"Wider and wider they spread, expanding..."


Town founders, places I haven't been, ancestors who were "bridesmaids" to history.... This post conflates (and at one point refutes) these motifs seen perhaps too often in this blog. It takes place primarily in Connecticut ("place I haven't been"--check!), but begins in England (check!).

From The History of Guilford, Connecticut, from its first settlement in 1639 by Ralph Dunning Smith:
William Seward came originally from Bristol, England, and settled first in New Haven, and, while residing there he was married to Miss Grace Norton of Guilford, April 2, 1651. He soon removed to Guilford and took the oath of fidelity there May 4, 1654. He appears to have been a tanner, a man of considerable property and eminence in the town. For a long time he was captain of the guard in Guilford….
He was also a paternal tenth great-grandfather of mine, and although an early inhabitant of Guilford, was not one of the founders of that town ("bridesmaid"--check!), although his father-in-law, Thomas Norton (15 Sep 1609 - 16 May 1648), and sons' grandfather-in-law, Francis Bushnell (1580 - 13 Oct 1646), were. The apostrophe is correct: three of the Seward sons married three of the Bushnell daughters. (For completists: one brother never married, another was killed by a horse).
The Seward son that concerns me is Caleb Seward, a ninth great-grandfather. Born in Guilford, it was there he married Lydia Bushnell (Nov 1661 - 24 Aug 1753) when he was twenty-four, in a service officiated by Mr Andrew Leete, who was not a minister, but rather son of another of Guilford's founders, William Leete, Governor of the Colony of New Haven (1661- 1665) and later, Governor of the Colony of Connecticut from 1676 until his death in 1683.
Perhaps tired of being surrounded by nothing but town founders and their descendants, at age thirty-six Caleb headed off to an area near the Coginchaug River known as "The Great Swamp," that was used as a hunting ground for the native Mattabesset people. He built a log house, brought his wife and six children, and thereby founded the town of Durham.

From Fowler:
The early inhabitants of Durham were enterprising and energetic. In the year 1698, when Caleb Seward of Guilford, the first pioneer of the unbroken wilderness, moved into his loghouse in the south part of Cogenchaug [sic], he might have climbed to the mountain top on the southern border, and have looked northwardly, as Moses looked from Pisgah upon Canaan, upon hills rising into mountain ranges on the east and on the west part of the landscape, and between them upon that long swamp, Coginchaug, and the small stream working its sluggish way though it; but he would have seen very little like a land of promise…. Think of that unbroken pathless wilderness, the abode of the wolf and the panther on the hills, a possession of the “bittern and the pools of water” in the swamps, guarded by rattlesnakes and copperhead.

### DATA EXCERPTS
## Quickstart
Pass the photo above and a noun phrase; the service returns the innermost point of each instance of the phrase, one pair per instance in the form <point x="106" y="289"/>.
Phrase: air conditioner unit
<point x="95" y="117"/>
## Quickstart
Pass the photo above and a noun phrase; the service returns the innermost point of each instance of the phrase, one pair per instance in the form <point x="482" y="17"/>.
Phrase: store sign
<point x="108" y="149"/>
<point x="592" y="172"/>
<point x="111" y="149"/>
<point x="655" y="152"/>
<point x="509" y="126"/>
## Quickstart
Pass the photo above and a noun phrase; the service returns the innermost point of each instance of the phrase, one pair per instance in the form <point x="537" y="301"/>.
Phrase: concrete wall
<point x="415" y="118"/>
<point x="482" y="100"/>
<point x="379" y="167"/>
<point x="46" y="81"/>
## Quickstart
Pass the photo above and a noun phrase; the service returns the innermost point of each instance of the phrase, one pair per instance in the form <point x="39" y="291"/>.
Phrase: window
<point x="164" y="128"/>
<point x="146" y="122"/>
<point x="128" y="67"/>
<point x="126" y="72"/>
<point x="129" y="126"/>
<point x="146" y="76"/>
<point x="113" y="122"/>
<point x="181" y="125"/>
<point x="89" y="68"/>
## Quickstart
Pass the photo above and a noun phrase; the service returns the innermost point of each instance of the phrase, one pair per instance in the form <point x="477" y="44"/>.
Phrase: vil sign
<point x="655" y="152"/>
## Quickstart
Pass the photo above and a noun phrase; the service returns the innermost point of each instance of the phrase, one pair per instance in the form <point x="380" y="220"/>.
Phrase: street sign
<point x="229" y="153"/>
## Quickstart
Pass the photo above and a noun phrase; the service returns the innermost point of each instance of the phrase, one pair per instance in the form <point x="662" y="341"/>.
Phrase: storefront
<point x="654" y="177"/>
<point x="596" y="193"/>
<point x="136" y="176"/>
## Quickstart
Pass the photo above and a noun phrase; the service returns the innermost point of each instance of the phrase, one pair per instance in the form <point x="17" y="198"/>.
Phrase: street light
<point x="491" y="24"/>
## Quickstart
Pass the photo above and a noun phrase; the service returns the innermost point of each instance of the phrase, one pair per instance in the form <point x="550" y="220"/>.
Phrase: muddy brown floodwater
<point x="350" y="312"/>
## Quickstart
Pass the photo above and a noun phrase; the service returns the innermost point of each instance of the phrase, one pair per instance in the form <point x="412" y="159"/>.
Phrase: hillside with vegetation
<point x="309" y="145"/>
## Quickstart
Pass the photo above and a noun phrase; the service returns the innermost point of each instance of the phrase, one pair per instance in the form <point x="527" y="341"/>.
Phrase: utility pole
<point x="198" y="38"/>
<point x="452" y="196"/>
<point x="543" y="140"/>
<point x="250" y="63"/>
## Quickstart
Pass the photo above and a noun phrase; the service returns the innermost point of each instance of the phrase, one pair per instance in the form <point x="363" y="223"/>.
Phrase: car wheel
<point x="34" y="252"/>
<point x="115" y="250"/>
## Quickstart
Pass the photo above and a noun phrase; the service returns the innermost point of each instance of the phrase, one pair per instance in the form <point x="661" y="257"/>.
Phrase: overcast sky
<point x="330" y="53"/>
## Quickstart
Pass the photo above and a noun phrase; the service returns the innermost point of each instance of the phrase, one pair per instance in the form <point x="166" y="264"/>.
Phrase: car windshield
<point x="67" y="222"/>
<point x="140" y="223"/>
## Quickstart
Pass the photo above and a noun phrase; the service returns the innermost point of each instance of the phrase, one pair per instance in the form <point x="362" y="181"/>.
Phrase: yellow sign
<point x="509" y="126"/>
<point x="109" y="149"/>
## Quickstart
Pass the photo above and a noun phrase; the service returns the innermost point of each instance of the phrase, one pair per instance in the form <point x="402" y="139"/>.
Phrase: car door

### SET OF TASKS
1. How would you sum up the post on the Seward family and the founding of Durham in two sentences?
2. Could you carry on the post about Caleb Seward and Durham, picking up after its last sentence?
The records have no connection to the post about the Seward family.

### TASK RESPONSES
1. William Seward came from Bristol, England, married Grace Norton, and settled in Guilford, Connecticut, where he was an early inhabitant but not one of the town's founders. His son Caleb Seward married Lydia Bushnell in Guilford and, at age thirty-six, moved his wife and six children to a log house near the Coginchaug River, thereby founding the town of Durham.

2.
They must have been men of enterprise and energy, men of bold hearts and strong hands, who could undertake the task of planting their institutions, domestic and religious, social and civil on this forbidding ground. But they performed their tasks nobly and well.
A few pages on, we learn more about Caleb Seward:
...Caleb Seward has the claim, as the first inhabitant of Durham.... After he removed to Durham, he had Ephraim, Aug. 6th, 1700, the first white born child of Durham, and Ebenezer the second white child born June 7th, 1703. He was the first Town Clerk; was a man in whom confidence was universally reposed. He was a representative of the Town fifteen sessions of the Legislature.
First inhabitant, first Town Clerk.... "Bridesmaid" no more!
  
"Here lieth Mr Caleb Seeward
 Who died Aug ye 2d, 1728
 in ye 63 year of his Age,
 Being ye First Inhabitant of Durham"

(Note both his surname and age at death are incorrect.)
 

1 Noadiah Seward (22 Aug 1697 - 1744) married Hannah Smith (22 Sep 1703 - 23 Apr 1769), daughter of Simon Smith (1658 - 15 Apr 1746) and Elizabeth Alice Wells (1672 - 8 Jul 1742)), on 19 October 1721, in Durham, Connecticut.

2 Lydia Seward (17 Jan 1722 - 6 Dec 1811) married Stephen Hickock (17 Jul 1714 - 1768), son of Stephen Hickox (12 Apr 1684 - 19 Apr 1726) and Ruth Gaylord (1686 - 1727), in 1742, in Granville, Massachusetts.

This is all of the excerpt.